— Begin —

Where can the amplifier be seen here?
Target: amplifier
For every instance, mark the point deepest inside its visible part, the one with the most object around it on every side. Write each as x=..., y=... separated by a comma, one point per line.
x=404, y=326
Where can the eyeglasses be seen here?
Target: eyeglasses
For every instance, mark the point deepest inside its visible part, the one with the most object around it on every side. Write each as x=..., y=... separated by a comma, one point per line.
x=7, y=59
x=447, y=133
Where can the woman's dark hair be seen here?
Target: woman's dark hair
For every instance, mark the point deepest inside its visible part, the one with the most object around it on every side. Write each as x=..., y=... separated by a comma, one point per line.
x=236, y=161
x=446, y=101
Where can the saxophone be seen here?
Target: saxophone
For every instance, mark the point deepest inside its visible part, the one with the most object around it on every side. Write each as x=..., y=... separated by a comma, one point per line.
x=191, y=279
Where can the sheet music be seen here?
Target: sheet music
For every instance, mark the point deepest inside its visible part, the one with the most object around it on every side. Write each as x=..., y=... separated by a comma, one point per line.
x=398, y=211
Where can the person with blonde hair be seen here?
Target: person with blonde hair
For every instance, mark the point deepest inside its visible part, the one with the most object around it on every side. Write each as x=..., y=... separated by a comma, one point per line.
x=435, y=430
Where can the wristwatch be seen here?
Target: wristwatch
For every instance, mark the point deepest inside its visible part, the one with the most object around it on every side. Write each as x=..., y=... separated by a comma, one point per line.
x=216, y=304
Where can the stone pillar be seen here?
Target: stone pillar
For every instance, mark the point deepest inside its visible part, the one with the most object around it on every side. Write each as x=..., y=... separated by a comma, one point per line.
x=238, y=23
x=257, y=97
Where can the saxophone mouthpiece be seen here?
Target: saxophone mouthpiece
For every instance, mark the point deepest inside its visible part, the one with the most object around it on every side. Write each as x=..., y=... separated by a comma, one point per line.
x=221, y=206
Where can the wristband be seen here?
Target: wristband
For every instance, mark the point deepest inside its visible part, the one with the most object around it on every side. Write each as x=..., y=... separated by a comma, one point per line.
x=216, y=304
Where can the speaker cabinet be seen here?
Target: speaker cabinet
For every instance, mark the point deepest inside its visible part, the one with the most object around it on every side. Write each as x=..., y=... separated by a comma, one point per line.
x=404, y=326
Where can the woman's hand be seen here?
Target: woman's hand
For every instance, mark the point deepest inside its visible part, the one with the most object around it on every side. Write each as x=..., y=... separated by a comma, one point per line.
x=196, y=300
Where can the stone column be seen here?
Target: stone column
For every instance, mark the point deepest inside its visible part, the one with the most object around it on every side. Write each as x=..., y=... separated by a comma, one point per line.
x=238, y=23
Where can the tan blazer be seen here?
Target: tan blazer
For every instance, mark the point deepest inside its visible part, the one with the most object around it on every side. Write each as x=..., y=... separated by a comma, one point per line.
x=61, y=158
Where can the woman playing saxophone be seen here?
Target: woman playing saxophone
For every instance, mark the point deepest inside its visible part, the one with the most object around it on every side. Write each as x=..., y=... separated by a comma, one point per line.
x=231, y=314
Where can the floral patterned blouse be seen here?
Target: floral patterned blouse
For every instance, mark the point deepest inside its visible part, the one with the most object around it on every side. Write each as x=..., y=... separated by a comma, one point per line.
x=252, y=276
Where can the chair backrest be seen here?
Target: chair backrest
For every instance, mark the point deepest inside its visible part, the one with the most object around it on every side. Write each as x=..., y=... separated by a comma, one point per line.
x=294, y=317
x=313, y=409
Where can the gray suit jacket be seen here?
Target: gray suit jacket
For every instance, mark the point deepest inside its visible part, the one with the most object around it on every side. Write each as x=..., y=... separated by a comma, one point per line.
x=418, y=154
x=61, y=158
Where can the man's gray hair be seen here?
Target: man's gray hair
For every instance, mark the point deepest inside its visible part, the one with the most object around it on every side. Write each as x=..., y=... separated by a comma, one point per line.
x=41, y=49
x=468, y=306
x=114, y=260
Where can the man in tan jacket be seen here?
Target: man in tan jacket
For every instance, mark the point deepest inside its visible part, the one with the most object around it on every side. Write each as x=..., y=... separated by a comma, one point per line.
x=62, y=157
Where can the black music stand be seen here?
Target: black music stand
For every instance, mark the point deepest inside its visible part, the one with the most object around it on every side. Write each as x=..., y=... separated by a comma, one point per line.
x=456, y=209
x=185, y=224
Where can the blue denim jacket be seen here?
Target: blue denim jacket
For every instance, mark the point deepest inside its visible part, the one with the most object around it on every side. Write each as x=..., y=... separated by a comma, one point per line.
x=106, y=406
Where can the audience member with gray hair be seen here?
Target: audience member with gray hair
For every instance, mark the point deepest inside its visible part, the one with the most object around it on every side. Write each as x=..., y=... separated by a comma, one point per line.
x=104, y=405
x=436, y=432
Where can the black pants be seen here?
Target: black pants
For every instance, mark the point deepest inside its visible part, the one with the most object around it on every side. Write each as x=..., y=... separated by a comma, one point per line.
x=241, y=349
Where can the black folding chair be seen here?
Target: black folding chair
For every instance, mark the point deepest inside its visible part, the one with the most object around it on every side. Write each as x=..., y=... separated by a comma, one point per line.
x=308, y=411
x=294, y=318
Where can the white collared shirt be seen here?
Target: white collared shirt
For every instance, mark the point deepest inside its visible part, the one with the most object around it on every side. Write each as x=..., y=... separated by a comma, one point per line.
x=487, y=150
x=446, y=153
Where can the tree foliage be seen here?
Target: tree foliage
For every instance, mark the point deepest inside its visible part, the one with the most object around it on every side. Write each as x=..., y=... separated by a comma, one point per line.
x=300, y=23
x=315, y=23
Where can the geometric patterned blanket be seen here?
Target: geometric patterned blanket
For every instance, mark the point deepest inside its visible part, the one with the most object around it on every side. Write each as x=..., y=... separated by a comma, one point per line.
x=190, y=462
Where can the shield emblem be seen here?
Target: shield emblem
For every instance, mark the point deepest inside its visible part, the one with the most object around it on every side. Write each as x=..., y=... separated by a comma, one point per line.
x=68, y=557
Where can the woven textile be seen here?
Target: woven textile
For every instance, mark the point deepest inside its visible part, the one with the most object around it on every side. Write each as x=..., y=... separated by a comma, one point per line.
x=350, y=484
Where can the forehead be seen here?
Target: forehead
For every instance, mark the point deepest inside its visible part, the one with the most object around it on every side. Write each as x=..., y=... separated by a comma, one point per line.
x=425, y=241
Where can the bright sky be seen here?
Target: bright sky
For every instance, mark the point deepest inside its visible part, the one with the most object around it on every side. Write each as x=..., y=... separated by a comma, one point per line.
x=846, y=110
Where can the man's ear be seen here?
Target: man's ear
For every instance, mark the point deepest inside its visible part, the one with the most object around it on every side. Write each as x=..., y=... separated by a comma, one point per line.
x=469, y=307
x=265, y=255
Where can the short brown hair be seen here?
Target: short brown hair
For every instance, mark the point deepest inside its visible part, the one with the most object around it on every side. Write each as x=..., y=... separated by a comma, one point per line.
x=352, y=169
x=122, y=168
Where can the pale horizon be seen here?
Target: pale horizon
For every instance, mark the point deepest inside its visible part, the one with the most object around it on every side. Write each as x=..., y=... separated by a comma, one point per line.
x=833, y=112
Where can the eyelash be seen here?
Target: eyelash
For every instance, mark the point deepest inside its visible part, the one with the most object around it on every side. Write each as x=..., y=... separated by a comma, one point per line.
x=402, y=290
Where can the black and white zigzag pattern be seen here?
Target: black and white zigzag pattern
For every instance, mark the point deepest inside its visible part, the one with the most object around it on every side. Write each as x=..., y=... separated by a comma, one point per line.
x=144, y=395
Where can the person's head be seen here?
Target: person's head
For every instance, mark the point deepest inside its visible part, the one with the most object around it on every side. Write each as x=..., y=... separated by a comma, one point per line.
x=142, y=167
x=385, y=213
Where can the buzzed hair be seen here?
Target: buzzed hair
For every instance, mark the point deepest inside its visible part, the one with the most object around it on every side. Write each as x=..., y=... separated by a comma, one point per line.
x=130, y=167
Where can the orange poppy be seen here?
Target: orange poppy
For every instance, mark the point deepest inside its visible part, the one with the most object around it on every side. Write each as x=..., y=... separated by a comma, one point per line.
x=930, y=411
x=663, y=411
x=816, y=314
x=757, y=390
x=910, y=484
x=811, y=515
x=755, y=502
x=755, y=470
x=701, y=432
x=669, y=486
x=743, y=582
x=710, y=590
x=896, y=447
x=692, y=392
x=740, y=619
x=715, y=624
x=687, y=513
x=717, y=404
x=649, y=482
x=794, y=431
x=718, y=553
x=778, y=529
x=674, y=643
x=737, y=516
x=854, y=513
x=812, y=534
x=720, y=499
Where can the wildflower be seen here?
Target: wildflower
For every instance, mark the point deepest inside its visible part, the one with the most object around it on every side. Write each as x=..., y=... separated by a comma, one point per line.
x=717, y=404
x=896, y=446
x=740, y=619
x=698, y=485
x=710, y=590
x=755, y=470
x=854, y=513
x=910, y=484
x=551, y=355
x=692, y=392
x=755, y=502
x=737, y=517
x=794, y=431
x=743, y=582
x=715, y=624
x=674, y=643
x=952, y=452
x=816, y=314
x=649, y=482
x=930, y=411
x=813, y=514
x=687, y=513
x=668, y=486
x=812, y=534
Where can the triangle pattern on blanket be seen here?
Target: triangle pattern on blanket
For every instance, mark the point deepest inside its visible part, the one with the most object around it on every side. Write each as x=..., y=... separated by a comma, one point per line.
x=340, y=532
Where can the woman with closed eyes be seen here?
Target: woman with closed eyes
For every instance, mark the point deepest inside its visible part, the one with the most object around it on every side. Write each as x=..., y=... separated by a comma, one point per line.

— End —

AIM OF THE EXERCISE: Copy the lines from the one containing "Where can the woman with" through the end of the rows, substituting "open" for "closed" and keeping everything else unchanged.

CORRECT RESULT:
Where can the woman with open eyes be seen here?
Target: woman with open eyes
For every instance, mark the point deepest inside its visible part, the one with the most object around it on every side. Write each as x=..., y=... separated by a comma, one point per line.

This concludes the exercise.